### Exercise details
Please filter the entries and return only the lines that include "dark".

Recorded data
##########
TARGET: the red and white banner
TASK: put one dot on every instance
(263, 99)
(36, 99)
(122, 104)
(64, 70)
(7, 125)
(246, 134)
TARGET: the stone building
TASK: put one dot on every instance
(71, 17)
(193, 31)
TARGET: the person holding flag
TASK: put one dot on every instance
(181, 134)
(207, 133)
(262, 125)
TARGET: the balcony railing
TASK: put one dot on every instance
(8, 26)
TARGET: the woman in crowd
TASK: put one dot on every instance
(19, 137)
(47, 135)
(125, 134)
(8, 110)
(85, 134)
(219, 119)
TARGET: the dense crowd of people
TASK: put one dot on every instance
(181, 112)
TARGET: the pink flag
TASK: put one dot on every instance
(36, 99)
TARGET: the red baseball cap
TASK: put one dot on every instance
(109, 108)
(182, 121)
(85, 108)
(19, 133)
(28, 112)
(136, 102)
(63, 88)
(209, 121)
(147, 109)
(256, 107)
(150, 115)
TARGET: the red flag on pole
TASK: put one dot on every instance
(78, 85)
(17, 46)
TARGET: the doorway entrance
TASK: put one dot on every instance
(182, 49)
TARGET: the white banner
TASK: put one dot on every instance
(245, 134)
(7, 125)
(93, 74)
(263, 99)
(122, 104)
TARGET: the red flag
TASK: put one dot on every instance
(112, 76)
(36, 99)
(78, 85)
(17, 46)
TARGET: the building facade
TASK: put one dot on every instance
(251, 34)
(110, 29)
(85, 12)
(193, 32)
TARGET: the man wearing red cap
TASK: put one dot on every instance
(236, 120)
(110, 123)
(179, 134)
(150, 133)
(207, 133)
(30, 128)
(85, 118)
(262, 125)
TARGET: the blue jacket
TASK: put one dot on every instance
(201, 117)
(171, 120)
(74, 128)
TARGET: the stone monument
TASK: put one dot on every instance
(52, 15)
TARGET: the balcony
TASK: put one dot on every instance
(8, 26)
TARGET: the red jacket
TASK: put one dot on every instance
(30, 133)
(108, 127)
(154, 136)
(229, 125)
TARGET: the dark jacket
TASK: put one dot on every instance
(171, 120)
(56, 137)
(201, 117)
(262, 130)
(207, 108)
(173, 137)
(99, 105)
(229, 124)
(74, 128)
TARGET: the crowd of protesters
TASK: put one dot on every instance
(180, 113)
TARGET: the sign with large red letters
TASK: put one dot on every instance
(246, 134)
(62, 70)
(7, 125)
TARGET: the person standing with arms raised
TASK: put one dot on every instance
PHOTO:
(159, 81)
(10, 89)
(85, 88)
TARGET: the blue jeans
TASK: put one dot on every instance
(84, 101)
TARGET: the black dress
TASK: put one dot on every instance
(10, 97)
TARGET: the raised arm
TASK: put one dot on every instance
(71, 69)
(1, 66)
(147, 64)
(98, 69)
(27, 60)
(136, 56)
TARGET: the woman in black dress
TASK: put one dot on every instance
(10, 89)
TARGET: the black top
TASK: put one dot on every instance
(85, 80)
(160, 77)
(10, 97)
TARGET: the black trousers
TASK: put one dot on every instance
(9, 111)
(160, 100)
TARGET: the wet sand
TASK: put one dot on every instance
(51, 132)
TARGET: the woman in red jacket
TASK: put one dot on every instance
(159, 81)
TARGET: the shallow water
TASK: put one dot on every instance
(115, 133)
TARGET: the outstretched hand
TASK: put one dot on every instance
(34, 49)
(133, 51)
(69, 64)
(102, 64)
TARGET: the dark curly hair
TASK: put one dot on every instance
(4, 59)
##########
### Answer to this task
TARGET: the dark jacket
TARGET: the dark curly hair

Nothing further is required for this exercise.